### [Exercise goal]
State how many lines in the entries below contain the string "every", treating uppercase and lowercase as distinct. Reply with the number alone.

-- BEGIN Extracted records --

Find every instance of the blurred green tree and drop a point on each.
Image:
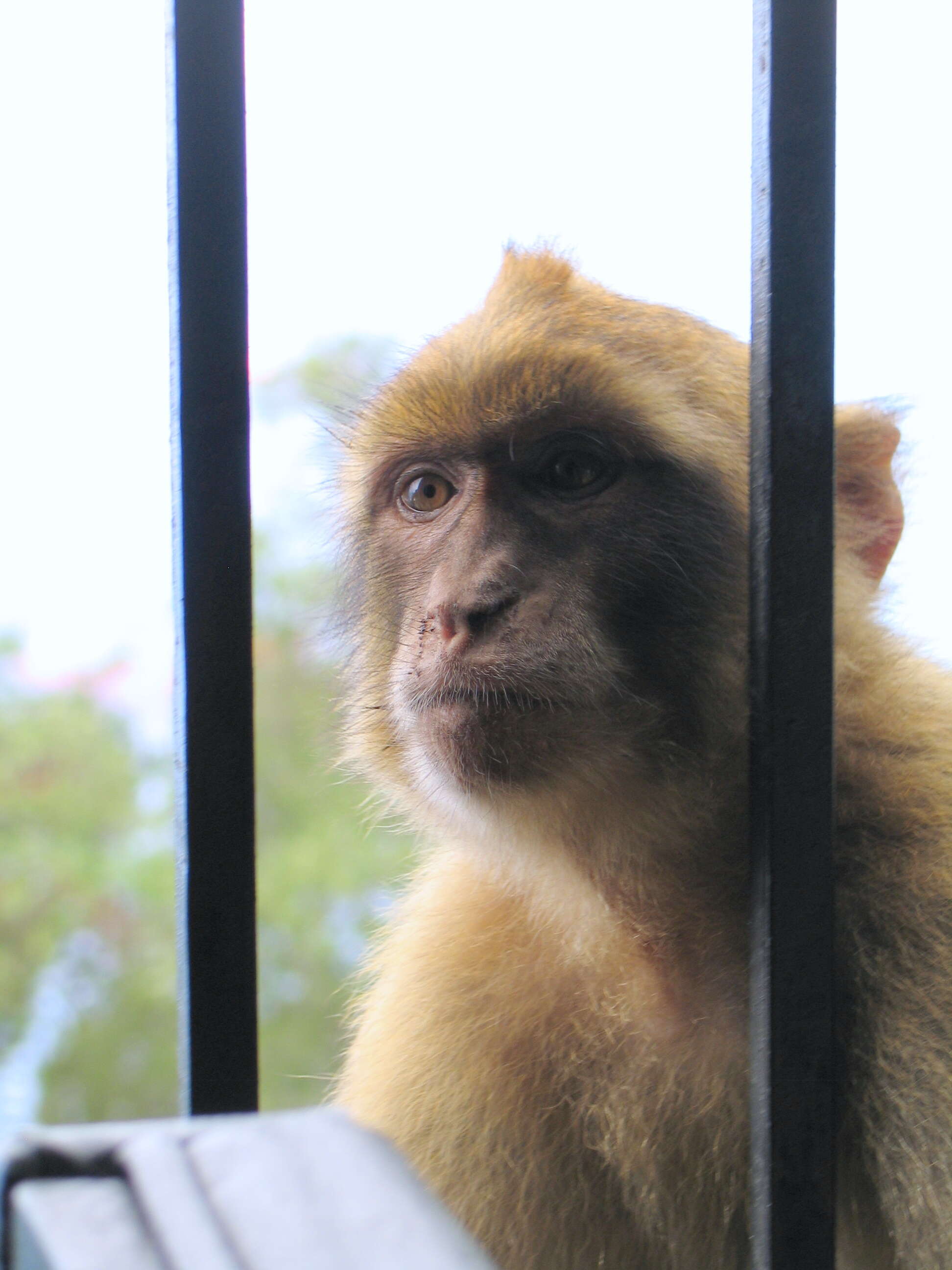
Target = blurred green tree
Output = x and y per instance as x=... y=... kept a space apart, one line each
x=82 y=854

-- END Extracted records --
-- BEGIN Extracted records --

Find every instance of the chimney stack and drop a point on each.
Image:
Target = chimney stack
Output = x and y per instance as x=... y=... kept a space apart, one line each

-- END Extracted records --

### [Solution]
2